>> start MATERIAL FOR THE TASK
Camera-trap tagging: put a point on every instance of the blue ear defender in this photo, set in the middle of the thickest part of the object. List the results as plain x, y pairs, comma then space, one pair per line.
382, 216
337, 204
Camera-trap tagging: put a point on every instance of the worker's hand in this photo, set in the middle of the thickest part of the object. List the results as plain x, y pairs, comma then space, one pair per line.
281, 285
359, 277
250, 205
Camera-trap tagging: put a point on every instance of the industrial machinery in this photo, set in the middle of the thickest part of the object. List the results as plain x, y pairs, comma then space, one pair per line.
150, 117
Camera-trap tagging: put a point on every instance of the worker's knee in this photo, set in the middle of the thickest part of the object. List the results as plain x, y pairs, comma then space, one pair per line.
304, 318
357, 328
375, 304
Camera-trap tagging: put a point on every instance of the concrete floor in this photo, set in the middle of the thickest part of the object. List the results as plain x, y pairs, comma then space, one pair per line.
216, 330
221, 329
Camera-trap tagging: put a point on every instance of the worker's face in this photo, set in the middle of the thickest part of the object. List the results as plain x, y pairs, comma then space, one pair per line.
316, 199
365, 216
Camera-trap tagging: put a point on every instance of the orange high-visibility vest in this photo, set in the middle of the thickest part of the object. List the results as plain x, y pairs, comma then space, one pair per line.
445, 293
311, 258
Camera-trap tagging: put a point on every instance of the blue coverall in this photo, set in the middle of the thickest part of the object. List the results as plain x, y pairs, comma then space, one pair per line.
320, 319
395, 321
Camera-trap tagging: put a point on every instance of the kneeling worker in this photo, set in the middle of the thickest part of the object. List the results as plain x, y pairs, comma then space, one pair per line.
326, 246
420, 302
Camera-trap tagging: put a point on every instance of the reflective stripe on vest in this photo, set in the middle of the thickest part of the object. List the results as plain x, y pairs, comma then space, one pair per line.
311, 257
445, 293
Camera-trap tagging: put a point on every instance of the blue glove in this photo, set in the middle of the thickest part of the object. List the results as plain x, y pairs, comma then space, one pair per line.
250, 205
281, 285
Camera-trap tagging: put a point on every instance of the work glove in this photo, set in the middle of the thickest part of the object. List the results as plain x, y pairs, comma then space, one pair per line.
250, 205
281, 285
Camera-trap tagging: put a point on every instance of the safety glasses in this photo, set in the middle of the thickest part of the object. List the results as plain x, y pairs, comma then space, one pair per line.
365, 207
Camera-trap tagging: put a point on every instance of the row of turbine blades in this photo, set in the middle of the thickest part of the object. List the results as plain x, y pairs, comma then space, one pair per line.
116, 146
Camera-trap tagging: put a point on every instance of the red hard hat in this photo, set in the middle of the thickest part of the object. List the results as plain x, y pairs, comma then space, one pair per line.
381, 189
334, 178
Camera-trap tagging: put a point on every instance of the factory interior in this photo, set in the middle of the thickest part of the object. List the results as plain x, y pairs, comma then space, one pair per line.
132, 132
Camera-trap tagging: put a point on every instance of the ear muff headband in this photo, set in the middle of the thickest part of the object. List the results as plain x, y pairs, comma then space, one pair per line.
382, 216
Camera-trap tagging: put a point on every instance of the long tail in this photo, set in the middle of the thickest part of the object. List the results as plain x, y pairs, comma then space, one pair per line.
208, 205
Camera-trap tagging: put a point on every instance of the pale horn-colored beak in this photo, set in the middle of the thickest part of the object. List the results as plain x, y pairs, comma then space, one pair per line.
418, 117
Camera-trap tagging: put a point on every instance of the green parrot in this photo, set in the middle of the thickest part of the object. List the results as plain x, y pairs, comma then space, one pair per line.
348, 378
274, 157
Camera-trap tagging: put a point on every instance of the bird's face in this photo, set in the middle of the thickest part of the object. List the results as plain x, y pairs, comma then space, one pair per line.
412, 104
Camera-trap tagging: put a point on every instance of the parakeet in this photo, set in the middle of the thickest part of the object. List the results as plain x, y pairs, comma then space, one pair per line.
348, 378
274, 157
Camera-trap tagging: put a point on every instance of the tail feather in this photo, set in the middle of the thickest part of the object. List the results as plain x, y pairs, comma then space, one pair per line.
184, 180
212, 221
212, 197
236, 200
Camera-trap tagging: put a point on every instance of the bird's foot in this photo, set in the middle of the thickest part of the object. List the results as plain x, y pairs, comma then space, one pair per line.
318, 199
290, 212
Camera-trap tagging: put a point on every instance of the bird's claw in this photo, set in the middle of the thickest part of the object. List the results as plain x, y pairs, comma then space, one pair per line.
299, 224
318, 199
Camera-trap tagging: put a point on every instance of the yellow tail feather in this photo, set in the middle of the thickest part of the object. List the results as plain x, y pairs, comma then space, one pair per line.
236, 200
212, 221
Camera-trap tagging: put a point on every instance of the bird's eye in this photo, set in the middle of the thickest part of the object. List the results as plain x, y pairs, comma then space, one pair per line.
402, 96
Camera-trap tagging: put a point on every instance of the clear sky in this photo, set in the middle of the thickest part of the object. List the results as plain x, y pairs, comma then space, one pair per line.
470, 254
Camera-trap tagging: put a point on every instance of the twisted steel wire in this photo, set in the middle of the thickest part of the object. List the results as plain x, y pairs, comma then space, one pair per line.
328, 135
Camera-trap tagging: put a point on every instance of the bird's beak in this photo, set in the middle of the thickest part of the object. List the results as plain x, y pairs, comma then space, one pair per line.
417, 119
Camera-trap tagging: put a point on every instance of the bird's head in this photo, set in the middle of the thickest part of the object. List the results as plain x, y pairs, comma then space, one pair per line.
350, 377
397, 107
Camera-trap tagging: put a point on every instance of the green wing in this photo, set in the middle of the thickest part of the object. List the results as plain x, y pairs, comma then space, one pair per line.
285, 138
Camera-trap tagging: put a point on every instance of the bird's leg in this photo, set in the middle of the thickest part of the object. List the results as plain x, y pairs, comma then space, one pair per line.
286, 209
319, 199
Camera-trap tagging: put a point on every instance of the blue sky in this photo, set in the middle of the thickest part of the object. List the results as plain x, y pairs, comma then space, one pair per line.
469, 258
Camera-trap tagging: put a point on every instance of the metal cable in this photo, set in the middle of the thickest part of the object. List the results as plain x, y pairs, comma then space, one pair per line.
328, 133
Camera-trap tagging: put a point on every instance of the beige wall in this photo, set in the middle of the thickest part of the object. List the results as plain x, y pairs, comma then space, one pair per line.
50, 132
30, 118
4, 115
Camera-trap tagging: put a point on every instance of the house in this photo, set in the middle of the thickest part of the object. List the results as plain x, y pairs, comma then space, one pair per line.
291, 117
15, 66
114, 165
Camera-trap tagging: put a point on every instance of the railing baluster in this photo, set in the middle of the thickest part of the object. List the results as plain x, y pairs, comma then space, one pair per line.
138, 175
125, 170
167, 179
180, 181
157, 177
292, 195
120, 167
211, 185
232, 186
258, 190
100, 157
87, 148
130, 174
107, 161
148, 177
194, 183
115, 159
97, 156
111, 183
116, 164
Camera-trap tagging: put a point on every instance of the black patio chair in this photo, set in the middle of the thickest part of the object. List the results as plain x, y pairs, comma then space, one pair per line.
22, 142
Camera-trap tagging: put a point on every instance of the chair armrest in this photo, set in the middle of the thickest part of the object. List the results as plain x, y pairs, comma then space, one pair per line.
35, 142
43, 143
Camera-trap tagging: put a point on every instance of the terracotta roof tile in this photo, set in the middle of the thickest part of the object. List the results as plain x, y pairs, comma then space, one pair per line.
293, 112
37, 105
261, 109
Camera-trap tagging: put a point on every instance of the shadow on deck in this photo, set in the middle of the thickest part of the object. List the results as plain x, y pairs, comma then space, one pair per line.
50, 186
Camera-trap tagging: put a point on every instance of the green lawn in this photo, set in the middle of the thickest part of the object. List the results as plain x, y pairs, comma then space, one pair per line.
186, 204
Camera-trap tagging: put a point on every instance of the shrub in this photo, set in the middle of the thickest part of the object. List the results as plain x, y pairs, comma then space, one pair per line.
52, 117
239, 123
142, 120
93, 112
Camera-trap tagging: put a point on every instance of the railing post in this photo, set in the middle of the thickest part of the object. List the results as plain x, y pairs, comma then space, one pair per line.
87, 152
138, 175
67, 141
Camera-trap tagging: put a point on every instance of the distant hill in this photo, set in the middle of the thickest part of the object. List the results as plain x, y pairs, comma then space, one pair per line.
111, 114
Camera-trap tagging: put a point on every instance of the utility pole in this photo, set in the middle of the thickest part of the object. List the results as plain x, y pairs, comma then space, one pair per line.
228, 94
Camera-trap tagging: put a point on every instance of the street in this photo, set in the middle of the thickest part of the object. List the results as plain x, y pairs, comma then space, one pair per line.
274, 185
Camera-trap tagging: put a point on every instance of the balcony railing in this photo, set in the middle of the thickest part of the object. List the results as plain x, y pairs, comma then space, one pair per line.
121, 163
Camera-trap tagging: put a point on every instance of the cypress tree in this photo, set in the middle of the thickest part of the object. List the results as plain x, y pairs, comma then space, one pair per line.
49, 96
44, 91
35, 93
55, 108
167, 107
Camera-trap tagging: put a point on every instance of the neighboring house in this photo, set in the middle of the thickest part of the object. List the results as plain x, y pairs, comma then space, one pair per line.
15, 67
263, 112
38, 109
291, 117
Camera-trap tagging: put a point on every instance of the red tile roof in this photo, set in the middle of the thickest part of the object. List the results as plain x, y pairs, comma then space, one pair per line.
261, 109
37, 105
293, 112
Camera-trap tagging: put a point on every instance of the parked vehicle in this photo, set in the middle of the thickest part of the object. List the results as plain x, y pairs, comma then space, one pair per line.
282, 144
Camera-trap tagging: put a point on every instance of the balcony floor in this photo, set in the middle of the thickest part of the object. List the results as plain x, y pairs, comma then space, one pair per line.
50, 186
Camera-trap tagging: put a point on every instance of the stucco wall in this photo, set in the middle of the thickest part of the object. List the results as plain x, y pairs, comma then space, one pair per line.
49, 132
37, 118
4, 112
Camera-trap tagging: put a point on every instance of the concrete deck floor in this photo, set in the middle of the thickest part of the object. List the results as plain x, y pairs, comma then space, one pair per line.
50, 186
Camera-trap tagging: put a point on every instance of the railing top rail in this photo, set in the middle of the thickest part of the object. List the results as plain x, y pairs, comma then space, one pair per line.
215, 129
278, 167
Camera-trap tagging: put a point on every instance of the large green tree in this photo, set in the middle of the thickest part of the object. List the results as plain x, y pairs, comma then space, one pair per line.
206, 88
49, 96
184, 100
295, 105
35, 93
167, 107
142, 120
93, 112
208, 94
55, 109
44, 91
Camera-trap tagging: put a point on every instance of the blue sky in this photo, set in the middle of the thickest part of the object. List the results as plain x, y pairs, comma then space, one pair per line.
>> end MATERIAL FOR THE TASK
__GIVEN TASK__. Retype verbatim the lines that begin with the one containing "Camera-trap tagging: put a point on every instance of the large" and run through the final line of the rows above.

__RESULT OF THE TASK__.
Camera-trap tagging: put a point on every instance of the large green tree in this photo, set in the middle of the thickest part of the object. List the results as plain x, y pairs, comma then space, one pair per line.
206, 88
49, 96
184, 100
295, 105
35, 93
167, 107
142, 120
93, 112
208, 94
55, 109
44, 91
Camera-trap tagging: put a point on every instance of the blue sky in this photo, set in the middle of the thickest part of the object. List the results as plain x, y pairs, comma then space, one pair per line.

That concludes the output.